Provided passage:
*****

Scientific classification
- Kingdom: Animalia
- Phylum: Chordata
- Class: Aves
- Order: Passeriformes
- Family: Passeridae
- Genus: Passer
- Species: P. simplex
- Binomial name: Passer simplex (Lichtenstein, MHC, 1823)

= Desert sparrow =

- Authority: (Lichtenstein, MHC, 1823)
- Conservation status: LC

Species of bird

The desert sparrow (Passer simplex) is a species of bird in the sparrow family Passeridae, found in the Sahara Desert of northern Africa. A similar bird, Zarudny's sparrow, is found in Central Asia and was historically recognised as a subspecies of the desert sparrow, but varies in a number of ways and is now recognised as a separate species by BirdLife International, the IOC World Bird List, and the Handbook of the Birds of the World Alive.

The desert sparrow has two subspecies which occur in some of driest parts of the Sahara Desert in Northern Africa. This species is becoming scarcer as a result of habitat destruction, but it is assessed on the IUCN Red List as being of least concern for conservation. Zarudny's sparrow is also considered to be a least concern species, as was the combined species recognised before 2012.

*****

[Data records]
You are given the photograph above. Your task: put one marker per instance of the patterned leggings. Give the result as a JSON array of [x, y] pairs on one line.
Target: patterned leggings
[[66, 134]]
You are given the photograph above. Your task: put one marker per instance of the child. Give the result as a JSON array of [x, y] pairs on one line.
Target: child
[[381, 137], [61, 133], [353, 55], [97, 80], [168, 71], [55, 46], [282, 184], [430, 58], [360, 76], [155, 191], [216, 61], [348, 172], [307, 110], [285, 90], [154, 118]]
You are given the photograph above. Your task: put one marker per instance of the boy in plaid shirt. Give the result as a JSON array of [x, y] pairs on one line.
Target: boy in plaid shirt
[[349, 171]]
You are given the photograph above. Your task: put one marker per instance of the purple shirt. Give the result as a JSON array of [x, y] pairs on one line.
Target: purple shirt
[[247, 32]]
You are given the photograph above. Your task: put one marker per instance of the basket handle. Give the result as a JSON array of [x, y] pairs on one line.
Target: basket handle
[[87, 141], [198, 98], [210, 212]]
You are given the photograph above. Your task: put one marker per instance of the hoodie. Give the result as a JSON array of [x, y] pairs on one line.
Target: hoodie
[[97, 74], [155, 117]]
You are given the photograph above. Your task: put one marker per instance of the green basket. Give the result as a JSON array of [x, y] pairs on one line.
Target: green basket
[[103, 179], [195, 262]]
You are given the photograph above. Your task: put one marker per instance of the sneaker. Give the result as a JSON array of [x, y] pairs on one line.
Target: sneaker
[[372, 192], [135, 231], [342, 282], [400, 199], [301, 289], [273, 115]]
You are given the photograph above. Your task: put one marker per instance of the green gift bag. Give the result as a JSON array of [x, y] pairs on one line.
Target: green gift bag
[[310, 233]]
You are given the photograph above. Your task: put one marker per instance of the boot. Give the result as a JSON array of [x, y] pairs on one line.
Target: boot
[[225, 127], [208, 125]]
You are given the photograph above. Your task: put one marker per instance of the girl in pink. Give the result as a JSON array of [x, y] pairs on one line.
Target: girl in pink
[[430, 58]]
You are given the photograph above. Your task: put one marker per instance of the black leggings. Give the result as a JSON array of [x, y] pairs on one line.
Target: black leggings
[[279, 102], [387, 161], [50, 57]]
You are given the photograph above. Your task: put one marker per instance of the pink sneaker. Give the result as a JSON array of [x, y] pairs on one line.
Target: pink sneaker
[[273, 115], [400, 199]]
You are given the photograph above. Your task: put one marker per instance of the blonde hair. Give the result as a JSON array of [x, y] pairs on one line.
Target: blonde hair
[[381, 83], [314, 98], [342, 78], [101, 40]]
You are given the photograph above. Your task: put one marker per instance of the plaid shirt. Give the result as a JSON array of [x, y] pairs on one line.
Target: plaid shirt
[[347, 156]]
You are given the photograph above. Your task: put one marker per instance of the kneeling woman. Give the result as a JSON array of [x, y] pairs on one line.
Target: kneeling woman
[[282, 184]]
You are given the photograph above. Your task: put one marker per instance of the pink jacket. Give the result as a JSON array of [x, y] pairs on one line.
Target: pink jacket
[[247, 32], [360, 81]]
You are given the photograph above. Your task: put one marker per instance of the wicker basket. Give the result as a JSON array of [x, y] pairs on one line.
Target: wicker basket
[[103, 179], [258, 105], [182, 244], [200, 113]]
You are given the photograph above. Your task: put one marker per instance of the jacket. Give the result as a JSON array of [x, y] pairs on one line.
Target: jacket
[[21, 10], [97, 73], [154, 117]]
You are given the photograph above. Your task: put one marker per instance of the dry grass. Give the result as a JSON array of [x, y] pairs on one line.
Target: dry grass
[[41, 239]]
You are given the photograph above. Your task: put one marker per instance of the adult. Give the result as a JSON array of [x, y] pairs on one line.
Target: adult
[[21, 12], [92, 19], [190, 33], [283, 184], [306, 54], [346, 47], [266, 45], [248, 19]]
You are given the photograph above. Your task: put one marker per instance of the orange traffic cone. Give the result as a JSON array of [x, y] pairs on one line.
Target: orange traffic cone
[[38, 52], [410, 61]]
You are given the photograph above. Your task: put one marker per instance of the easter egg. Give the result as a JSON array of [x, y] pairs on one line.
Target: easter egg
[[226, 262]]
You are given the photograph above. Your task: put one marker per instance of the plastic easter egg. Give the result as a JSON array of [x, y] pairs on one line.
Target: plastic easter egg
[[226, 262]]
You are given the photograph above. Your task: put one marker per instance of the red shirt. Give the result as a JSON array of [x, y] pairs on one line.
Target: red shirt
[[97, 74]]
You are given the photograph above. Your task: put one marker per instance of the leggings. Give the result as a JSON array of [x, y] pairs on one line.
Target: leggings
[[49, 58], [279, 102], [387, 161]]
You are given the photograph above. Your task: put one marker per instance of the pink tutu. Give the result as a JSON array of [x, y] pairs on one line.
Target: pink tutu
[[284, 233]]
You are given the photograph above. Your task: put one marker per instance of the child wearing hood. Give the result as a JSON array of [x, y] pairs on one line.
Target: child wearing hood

*****

Problem description: Echo the desert sparrow text word for word, from "- Conservation status: LC" up to and including "recognised before 2012.". The items are separate material and are not connected to the desert sparrow text.

Answer for the task:
- Conservation status: LC

Species of bird

The desert sparrow (Passer simplex) is a species of bird in the sparrow family Passeridae, found in the Sahara Desert of northern Africa. A similar bird, Zarudny's sparrow, is found in Central Asia and was historically recognised as a subspecies of the desert sparrow, but varies in a number of ways and is now recognised as a separate species by BirdLife International, the IOC World Bird List, and the Handbook of the Birds of the World Alive.

The desert sparrow has two subspecies which occur in some of driest parts of the Sahara Desert in Northern Africa. This species is becoming scarcer as a result of habitat destruction, but it is assessed on the IUCN Red List as being of least concern for conservation. Zarudny's sparrow is also considered to be a least concern species, as was the combined species recognised before 2012.